PASSAGE PROVIDED.
"""

PM Howard’s repression of strikes is political and ideological and some form of political revenge about what happened 45 years. The 1970’s union struggles were against employer over-use of penal powers against strikes. National strikes then responded to the jailing of union leader Clarrie O’Shea, who refused to pay strike fines, see Hutson (1983). They rendered the then anti-strike laws inoperable, ‘dead letters.’

What is Kevin Rudd’s reason? Is it the same ideology, listing only how strikes are harmful? Is it responding like Howard to the pressure from big corporations in the AMMA and BCA to stop any strike in the resources sector?

Kevin Rudd could have adopted a more modern tone respecting a strike as a necessary means of workers and their unions to exercise bargaining strength as a last resort, and requiring a lawful strike where workers are not punished, sacked or their unions penalised with fines.

Union struggles against penal powers

The unions have a long history of struggle for protection from penal powers against strikes, arguing for statutory immunity from the severity of common law and statutory liability. It was argued that legal recognition should be made for the individual worker to have some freedom from serfdom or from forced labour or being tied to the master, and as an individual was not subject to the ancient common law discredited doctrines that any strike was a tort, a civil wrong or a breach of contract.

It was not until the 1993 ALP Keating government that labour laws were enacted with greater freedom for unions to bargain collectively in enterprises, with a limited right to strike, ‘protected action’ (protected against the common law and statute law sanctions so workers could not be punished). This enterprise bargaining industrial action was not unlawful and accepted by all, including employer organisations. The International Labour Organisation, ILO, minimum standards was a basis for such union rights.

"""

GIVEN ENTRIES.
"""

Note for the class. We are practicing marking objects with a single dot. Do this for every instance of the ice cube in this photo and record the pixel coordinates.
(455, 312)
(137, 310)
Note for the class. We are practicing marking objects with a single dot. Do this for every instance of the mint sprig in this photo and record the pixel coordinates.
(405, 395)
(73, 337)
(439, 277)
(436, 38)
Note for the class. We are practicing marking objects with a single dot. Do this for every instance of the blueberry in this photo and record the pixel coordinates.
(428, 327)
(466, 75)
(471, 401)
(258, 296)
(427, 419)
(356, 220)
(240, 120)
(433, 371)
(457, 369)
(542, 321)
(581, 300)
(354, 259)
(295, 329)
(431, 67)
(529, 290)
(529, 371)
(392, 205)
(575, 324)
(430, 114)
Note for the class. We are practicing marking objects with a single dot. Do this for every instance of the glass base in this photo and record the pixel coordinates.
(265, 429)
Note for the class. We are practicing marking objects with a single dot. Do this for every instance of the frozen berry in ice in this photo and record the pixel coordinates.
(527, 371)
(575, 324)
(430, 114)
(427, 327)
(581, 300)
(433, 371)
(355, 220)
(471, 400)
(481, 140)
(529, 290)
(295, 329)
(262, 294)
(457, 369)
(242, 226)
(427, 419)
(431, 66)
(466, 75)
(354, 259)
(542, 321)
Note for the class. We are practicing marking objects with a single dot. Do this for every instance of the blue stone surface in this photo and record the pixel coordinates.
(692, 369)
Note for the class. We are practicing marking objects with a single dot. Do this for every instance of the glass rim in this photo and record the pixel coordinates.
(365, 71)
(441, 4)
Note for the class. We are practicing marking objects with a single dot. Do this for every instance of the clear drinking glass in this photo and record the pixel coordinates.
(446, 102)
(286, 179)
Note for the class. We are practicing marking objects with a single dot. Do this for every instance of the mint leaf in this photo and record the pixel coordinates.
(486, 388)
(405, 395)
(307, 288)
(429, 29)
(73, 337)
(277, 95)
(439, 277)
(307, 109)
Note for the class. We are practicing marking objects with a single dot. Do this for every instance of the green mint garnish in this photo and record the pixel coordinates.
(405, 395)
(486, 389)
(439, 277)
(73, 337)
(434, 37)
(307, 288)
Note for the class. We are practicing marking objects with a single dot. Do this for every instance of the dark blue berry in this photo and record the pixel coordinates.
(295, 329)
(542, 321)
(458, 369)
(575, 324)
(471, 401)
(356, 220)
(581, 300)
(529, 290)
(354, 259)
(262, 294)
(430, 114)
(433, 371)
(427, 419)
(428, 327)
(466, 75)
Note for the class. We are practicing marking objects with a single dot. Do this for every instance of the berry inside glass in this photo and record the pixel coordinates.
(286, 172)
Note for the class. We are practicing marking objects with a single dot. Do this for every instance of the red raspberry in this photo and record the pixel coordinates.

"""

WHAT TO WORK ON.
a) Answer these from the passage on strikes and penal powers:
(i) Which union leader's jailing prompted national strikes?
(ii) Which government enacted the labour laws of 1993?
(iii) What name was given to the limited right to strike under those laws?
b) Supply the next part of the passage on strikes and penal powers, starting after its final sentence.
The listing above comes from a separate source.

RESPONSES PER TASK.
a)
(i) Clarrie O'Shea
(ii) The ALP Keating government
(iii) 'Protected action'

b)
ILO principles protecting the right to strike

The ILO Constitution asserts ‘labour is not a commodity’ and aims for ‘social justice’ in the workplace that is to take precedence over other economic goals. The ILO Committee of Experts on the Application of Conventions and Recommendations (CEACR) (consisting of 20 expert jurists) and the tripartite Committee on the Freedom of Association (CFA) make clear the obligations of member states. They give effect to the two main Conventions, Convention No 87 Freedom of Association and the Right to Organise Convention 1948, and Convention No 98, Right to Organise and Collective Bargaining Convention 1949. Both were ratified by the Whitlam government in 1973 and are binding (Creighton and Stewart 2005:chapters 3, 18). They were highlighted by the ILO Declaration on the Fundamental Principles and Rights at Work 1998, agreed to by the Howard government.

Union freedom of association is a human right and the freedom to strike essential to it, Ben-Israel (1988).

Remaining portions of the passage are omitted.